╔══

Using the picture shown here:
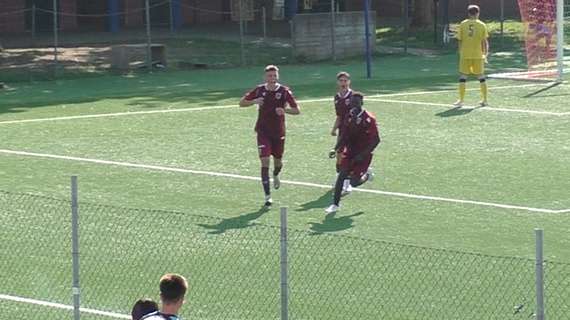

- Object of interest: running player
[239,65,300,207]
[325,93,380,213]
[331,71,353,195]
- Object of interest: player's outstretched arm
[285,106,301,115]
[331,116,341,137]
[239,96,263,107]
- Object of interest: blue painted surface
[364,0,372,79]
[107,0,120,32]
[172,0,184,31]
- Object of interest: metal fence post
[404,0,410,53]
[53,0,59,70]
[32,3,36,42]
[168,0,174,33]
[331,0,336,61]
[239,0,245,66]
[534,229,545,320]
[281,207,289,320]
[501,0,505,48]
[71,176,81,320]
[364,0,376,79]
[144,0,152,71]
[261,6,267,42]
[289,18,295,61]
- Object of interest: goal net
[489,0,570,81]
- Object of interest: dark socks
[273,167,283,176]
[333,172,347,206]
[261,167,271,196]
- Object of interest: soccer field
[0,56,570,319]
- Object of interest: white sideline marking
[0,98,332,125]
[0,294,131,319]
[367,83,544,98]
[0,149,570,213]
[366,98,570,117]
[0,84,552,125]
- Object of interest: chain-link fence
[0,0,291,81]
[0,192,570,319]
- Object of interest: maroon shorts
[340,152,372,178]
[257,133,285,159]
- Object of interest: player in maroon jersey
[325,92,380,213]
[239,65,300,207]
[331,71,353,195]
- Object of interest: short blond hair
[467,4,481,16]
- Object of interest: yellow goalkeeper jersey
[457,19,489,59]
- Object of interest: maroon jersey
[245,84,297,138]
[341,110,379,157]
[334,89,352,123]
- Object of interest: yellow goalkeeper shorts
[459,59,485,76]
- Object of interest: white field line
[0,98,332,125]
[367,83,544,98]
[0,84,552,125]
[0,149,565,213]
[0,294,131,319]
[366,98,570,117]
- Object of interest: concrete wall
[0,0,26,34]
[293,11,376,60]
[293,11,376,60]
[346,0,520,23]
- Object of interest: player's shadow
[295,190,332,211]
[435,107,476,118]
[309,211,364,236]
[198,207,269,234]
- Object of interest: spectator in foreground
[131,299,158,320]
[141,273,188,320]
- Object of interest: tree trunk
[412,0,434,27]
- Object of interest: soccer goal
[489,0,570,82]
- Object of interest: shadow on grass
[309,211,364,236]
[295,190,332,211]
[198,207,269,234]
[435,107,475,118]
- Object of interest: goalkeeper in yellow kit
[454,5,489,107]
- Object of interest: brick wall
[293,11,376,60]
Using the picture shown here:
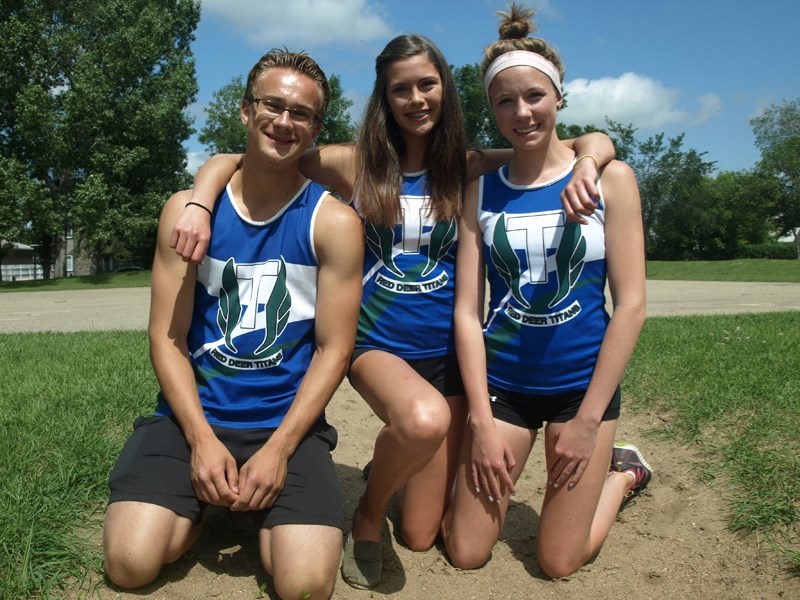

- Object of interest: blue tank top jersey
[156,181,327,429]
[356,172,457,360]
[478,166,609,395]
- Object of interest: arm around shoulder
[300,144,356,202]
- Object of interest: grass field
[0,261,800,599]
[0,271,150,293]
[0,259,800,293]
[647,259,800,283]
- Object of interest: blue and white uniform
[478,163,609,395]
[156,181,327,429]
[355,172,457,360]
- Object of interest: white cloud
[560,73,722,131]
[203,0,391,49]
[186,151,208,175]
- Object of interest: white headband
[483,50,561,96]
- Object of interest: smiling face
[489,66,561,150]
[386,54,442,141]
[241,68,322,163]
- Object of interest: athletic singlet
[478,163,609,394]
[355,172,457,360]
[156,181,327,429]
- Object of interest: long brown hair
[355,35,467,227]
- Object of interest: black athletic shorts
[489,385,622,429]
[109,416,344,530]
[348,348,464,397]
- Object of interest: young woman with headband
[442,5,652,578]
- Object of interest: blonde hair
[481,2,564,97]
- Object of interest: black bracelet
[184,202,211,215]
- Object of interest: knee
[104,549,161,590]
[401,524,437,552]
[273,569,336,600]
[400,398,450,448]
[444,535,492,570]
[539,549,586,579]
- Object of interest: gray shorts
[108,416,344,530]
[489,385,622,429]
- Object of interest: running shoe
[609,442,653,510]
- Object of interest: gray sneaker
[609,442,653,510]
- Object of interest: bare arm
[169,154,244,264]
[454,182,515,501]
[467,131,616,224]
[231,198,364,510]
[561,131,616,224]
[169,144,355,264]
[300,144,356,202]
[148,191,238,506]
[548,161,645,492]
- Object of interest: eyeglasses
[250,97,319,125]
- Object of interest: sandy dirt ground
[0,282,800,600]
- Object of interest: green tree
[750,98,800,258]
[0,0,200,276]
[453,64,511,149]
[317,74,356,146]
[197,75,247,154]
[607,120,714,257]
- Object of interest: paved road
[0,281,800,333]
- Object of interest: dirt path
[20,282,800,600]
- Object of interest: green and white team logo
[365,220,457,294]
[194,258,292,370]
[490,211,586,327]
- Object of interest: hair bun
[499,2,536,40]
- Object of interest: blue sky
[187,0,800,171]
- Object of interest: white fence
[0,265,44,281]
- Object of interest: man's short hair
[244,48,331,117]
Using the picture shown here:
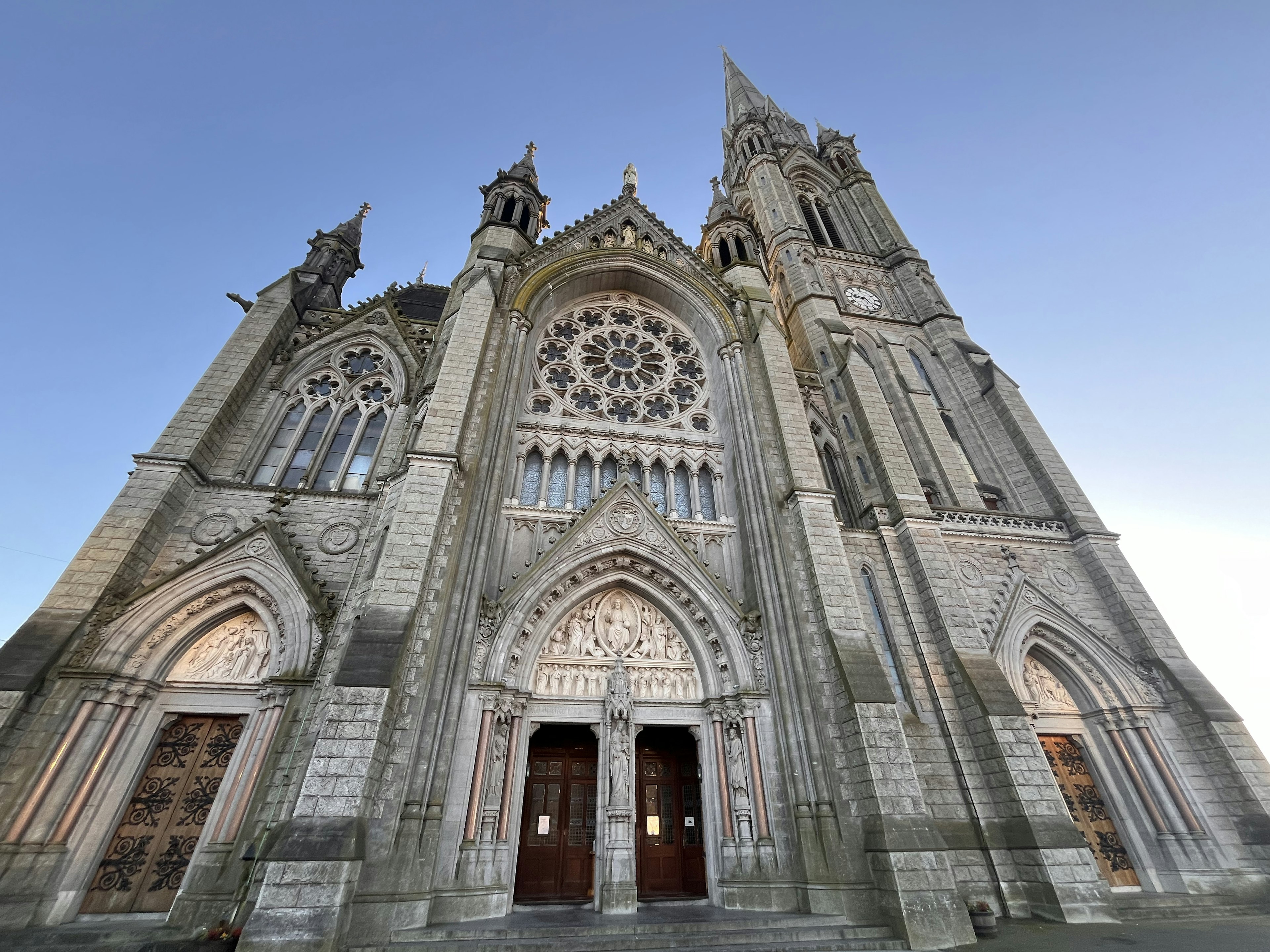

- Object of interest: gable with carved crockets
[980,567,1162,707]
[504,195,734,309]
[471,476,767,693]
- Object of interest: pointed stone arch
[471,479,766,697]
[68,522,331,682]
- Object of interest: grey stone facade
[0,55,1270,952]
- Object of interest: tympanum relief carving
[533,589,701,699]
[1024,655,1081,713]
[168,612,269,684]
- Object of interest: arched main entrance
[516,724,599,902]
[635,726,706,900]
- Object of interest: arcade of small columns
[511,438,728,522]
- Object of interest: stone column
[4,698,98,843]
[48,687,154,843]
[1107,727,1170,833]
[744,712,772,839]
[710,704,735,839]
[599,660,635,914]
[1135,725,1204,833]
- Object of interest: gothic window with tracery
[860,566,906,703]
[251,345,396,493]
[527,301,710,430]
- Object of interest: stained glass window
[697,466,719,522]
[313,406,362,491]
[342,413,389,493]
[573,456,594,509]
[648,463,665,515]
[599,456,617,493]
[282,405,330,489]
[251,404,305,486]
[860,566,904,703]
[674,463,692,519]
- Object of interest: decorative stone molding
[935,509,1067,536]
[533,589,700,699]
[168,612,271,684]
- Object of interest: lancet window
[508,292,726,522]
[798,195,843,248]
[251,345,398,493]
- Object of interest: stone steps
[1113,892,1270,922]
[0,922,200,952]
[371,909,907,952]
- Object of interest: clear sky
[0,0,1270,749]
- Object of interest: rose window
[526,302,711,432]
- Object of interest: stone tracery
[527,296,710,430]
[533,589,701,699]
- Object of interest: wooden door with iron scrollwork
[1036,734,1138,886]
[80,715,242,913]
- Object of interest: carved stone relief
[533,589,701,699]
[189,513,237,546]
[318,522,360,555]
[1024,655,1081,713]
[168,612,271,684]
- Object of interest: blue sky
[0,0,1270,746]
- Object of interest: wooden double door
[635,727,706,899]
[1036,734,1138,886]
[516,725,598,902]
[80,715,242,913]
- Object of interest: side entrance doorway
[516,724,598,902]
[80,715,242,913]
[1036,734,1138,886]
[635,727,706,899]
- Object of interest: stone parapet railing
[933,509,1068,537]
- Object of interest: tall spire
[719,47,775,126]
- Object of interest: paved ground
[957,915,1270,952]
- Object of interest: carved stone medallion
[189,513,236,546]
[956,559,983,588]
[608,501,644,536]
[1048,565,1080,595]
[318,522,358,555]
[168,612,271,684]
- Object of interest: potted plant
[966,901,997,938]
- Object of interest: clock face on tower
[842,288,881,311]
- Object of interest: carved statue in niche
[1024,655,1080,713]
[168,612,271,684]
[533,589,700,699]
[724,721,749,806]
[608,721,631,806]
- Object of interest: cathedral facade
[0,55,1270,952]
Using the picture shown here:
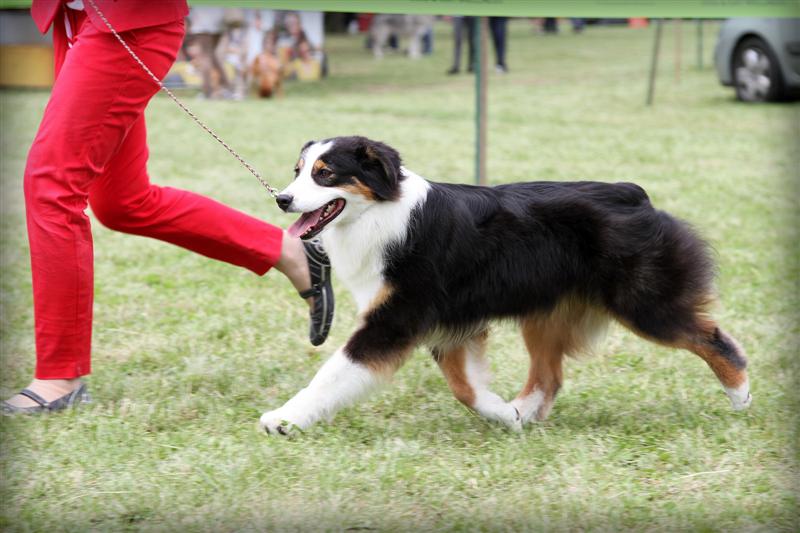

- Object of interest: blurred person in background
[187,6,230,98]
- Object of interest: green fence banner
[0,0,800,18]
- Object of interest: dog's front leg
[260,347,387,435]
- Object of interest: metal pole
[645,19,662,105]
[472,17,487,185]
[697,19,703,70]
[674,19,683,83]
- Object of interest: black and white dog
[261,137,751,434]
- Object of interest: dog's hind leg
[511,319,568,423]
[621,310,752,411]
[433,332,522,431]
[687,323,753,411]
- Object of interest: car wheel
[732,37,783,102]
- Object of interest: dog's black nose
[275,194,294,211]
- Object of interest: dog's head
[277,137,403,239]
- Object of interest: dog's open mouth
[287,198,346,239]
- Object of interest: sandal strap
[19,389,50,407]
[297,284,322,300]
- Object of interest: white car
[714,18,800,102]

╚══

→ Instruction: Substitute "steel pole" for "metal pole" in the lines from the one holding "- Object of interest: carved stone relief" through the end of the records, inclusive, and give those lines again with nothing else changed. Leave the pictures out of your answer.

→ Output of the exercise:
- Object of interest: carved stone relief
[533,589,701,699]
[189,513,237,546]
[318,522,360,555]
[1024,655,1081,713]
[168,612,271,684]
- Object of interest: blue sky
[0,0,1270,746]
- Object of interest: wooden double door
[635,727,706,899]
[1036,734,1138,886]
[516,725,598,902]
[80,715,242,913]
- Object of interest: side entrance doorway
[516,724,598,902]
[80,715,242,913]
[1036,734,1138,886]
[635,727,706,899]
- Object of interest: stone parapet railing
[933,509,1068,537]
- Object of interest: tall spire
[719,47,775,126]
- Object of interest: paved ground
[957,915,1270,952]
- Object of interest: carved stone medallion
[189,513,236,546]
[956,559,983,588]
[608,501,644,536]
[1048,565,1080,595]
[318,522,358,555]
[168,612,271,684]
- Object of interest: potted plant
[966,901,997,938]
- Object of interest: clock face on tower
[842,288,881,311]
- Object of interest: carved statue in niche
[1024,655,1080,713]
[168,612,271,684]
[533,589,700,699]
[724,721,749,806]
[608,721,631,806]
- Object of interest: cathedral facade
[0,55,1270,952]
Using the picture shown here:

- Object of interest: blurred person in background
[187,6,230,98]
- Object of interest: green fence banner
[0,0,800,18]
- Object of interest: dog's front leg
[260,347,387,435]
- Object of interest: steel pole
[645,19,662,105]
[472,17,487,185]
[697,19,703,70]
[674,19,683,83]
- Object of interest: black and white dog
[261,137,751,434]
- Object of interest: dog's hind leg
[511,319,568,423]
[621,310,752,411]
[433,332,522,431]
[687,323,753,411]
- Object of interest: car wheel
[732,37,783,102]
- Object of interest: dog's black nose
[275,194,294,211]
- Object of interest: dog's head
[277,137,403,239]
- Object of interest: dog's open mouth
[287,198,346,239]
- Object of interest: sandal strap
[19,389,50,407]
[297,284,322,300]
- Object of interest: white car
[714,18,800,102]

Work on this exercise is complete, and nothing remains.